▸ **WRITTEN PROBLEM**
Write out the material again exactly, please, and omit the pictures.

Items listed in a dataset
▶

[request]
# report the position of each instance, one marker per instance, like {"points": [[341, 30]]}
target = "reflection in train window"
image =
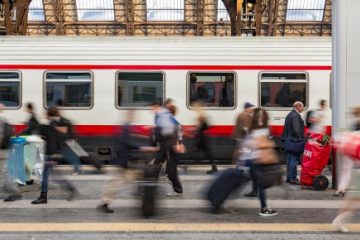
{"points": [[139, 89], [212, 89], [68, 89], [10, 89], [280, 90]]}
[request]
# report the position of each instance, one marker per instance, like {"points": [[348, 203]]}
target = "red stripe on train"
{"points": [[159, 67], [108, 130]]}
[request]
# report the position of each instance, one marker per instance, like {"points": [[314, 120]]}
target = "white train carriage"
{"points": [[95, 80]]}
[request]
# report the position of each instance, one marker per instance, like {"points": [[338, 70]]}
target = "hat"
{"points": [[248, 105]]}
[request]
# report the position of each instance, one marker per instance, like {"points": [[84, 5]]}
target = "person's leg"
{"points": [[254, 190], [288, 174], [111, 189], [294, 160], [173, 173], [42, 199], [71, 158]]}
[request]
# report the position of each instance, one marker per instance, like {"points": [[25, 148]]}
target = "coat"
{"points": [[294, 126]]}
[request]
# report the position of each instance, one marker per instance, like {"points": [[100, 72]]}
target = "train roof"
{"points": [[167, 50]]}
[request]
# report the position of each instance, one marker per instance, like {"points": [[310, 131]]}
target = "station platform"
{"points": [[300, 211]]}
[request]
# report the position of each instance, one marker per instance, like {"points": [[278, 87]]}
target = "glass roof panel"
{"points": [[222, 14], [305, 10], [95, 10], [36, 11], [165, 10]]}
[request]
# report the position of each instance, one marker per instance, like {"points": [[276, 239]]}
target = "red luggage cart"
{"points": [[315, 158]]}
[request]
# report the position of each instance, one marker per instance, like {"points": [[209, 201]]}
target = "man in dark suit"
{"points": [[294, 128]]}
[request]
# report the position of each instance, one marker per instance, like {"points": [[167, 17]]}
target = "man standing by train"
{"points": [[294, 142]]}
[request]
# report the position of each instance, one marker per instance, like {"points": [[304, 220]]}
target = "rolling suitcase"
{"points": [[230, 180]]}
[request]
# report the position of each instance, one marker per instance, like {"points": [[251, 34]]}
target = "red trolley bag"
{"points": [[315, 159]]}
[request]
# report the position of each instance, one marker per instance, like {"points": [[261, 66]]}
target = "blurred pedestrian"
{"points": [[203, 143], [32, 125], [125, 173], [352, 200], [243, 124], [53, 140], [66, 134], [10, 186], [347, 164], [294, 142], [258, 132], [169, 134]]}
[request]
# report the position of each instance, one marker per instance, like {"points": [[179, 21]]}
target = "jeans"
{"points": [[291, 166], [167, 151]]}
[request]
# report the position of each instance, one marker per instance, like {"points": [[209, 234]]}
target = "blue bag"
{"points": [[294, 145]]}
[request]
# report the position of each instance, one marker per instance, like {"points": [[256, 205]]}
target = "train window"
{"points": [[281, 90], [69, 89], [139, 89], [213, 89], [10, 89]]}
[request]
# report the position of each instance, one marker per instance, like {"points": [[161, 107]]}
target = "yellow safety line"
{"points": [[171, 227]]}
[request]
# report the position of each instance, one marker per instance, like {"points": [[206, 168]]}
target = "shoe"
{"points": [[294, 182], [339, 193], [73, 195], [174, 194], [251, 194], [266, 212], [104, 208], [30, 182], [211, 171], [12, 198], [41, 200]]}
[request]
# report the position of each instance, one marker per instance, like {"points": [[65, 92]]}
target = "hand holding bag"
{"points": [[294, 145]]}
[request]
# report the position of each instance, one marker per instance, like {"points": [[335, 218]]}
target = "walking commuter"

◀

▸ **RESPONSE BELOW**
[request]
# report the position of each instance, one marker per instance, like {"points": [[341, 30]]}
target = "reflection in train window"
image =
{"points": [[139, 89], [212, 89], [68, 89], [10, 89], [280, 90]]}
[request]
# report the position of each instance, one marker per instance, like {"points": [[348, 203]]}
target = "red stripe on train"
{"points": [[159, 67], [108, 130]]}
[request]
# report the position of each instance, one marker per instance, like {"points": [[314, 120]]}
target = "white train carriage"
{"points": [[95, 80]]}
[request]
# report the position of each instance, one marker per instance, like {"points": [[338, 70]]}
target = "hat"
{"points": [[248, 105]]}
[request]
# report the position of each instance, one marker per instance, like {"points": [[84, 5]]}
target = "person's leg"
{"points": [[254, 190], [288, 174], [111, 189], [294, 160], [173, 173], [42, 199], [71, 158]]}
[request]
# report the position of each instance, one marker per instance, like {"points": [[25, 148]]}
target = "coat"
{"points": [[294, 126]]}
[request]
# report the position of each instance, one marker per instance, like {"points": [[100, 72]]}
target = "train roof"
{"points": [[167, 50]]}
[request]
# report the position of each instance, one marker per instance, like {"points": [[310, 131]]}
target = "station platform"
{"points": [[300, 211]]}
[request]
# report the position of each instance, one marker per instance, like {"points": [[278, 87]]}
target = "glass roof panel"
{"points": [[222, 14], [305, 10], [95, 10], [36, 11], [165, 10]]}
[request]
# report the position of each instance, one marker per instance, like {"points": [[276, 239]]}
target = "red luggage cart"
{"points": [[315, 158]]}
[request]
# report the position of each instance, one marker per instance, like {"points": [[209, 201]]}
target = "man in dark suit"
{"points": [[294, 128]]}
[request]
# report the position of each instance, one marker per instance, like {"points": [[167, 17]]}
target = "man standing by train"
{"points": [[294, 142]]}
[request]
# report the position of each instance, one marker per instance, like {"points": [[304, 220]]}
target = "rolling suitcase"
{"points": [[230, 180]]}
[request]
# report the position of each instance, one marker per instance, like {"points": [[251, 34]]}
target = "red trolley bag"
{"points": [[315, 159]]}
[request]
# report the position of each instance, one marker per instance, like {"points": [[261, 66]]}
target = "blurred pedestrian"
{"points": [[203, 143], [32, 125], [125, 173], [352, 200], [243, 124], [53, 140], [66, 134], [10, 186], [347, 164], [294, 142], [258, 132], [169, 134]]}
[request]
# report the position of each instance, one marker per instance, like {"points": [[179, 21]]}
target = "jeans"
{"points": [[291, 166], [167, 151]]}
[request]
# report the position of each instance, one marker per instance, like {"points": [[209, 234]]}
target = "blue bag"
{"points": [[294, 145]]}
[request]
# report the position of each instance, one marker per instance, like {"points": [[256, 205]]}
target = "train window"
{"points": [[281, 90], [69, 89], [139, 89], [213, 89], [10, 89]]}
[request]
# report the position of each instance, one marker per instance, like {"points": [[161, 107]]}
target = "yellow safety line"
{"points": [[171, 227]]}
[request]
# report the position of each instance, one marker per instance, like {"points": [[206, 168]]}
target = "shoe"
{"points": [[294, 182], [339, 193], [73, 195], [174, 194], [251, 194], [266, 212], [104, 208], [30, 182], [211, 171], [12, 198], [41, 200]]}
[request]
# report the position of each instance, one marker per instance, like {"points": [[65, 92]]}
target = "hand holding bag"
{"points": [[294, 145]]}
[request]
# report the position of each instance, one marker per instance, like {"points": [[335, 218]]}
target = "walking commuter"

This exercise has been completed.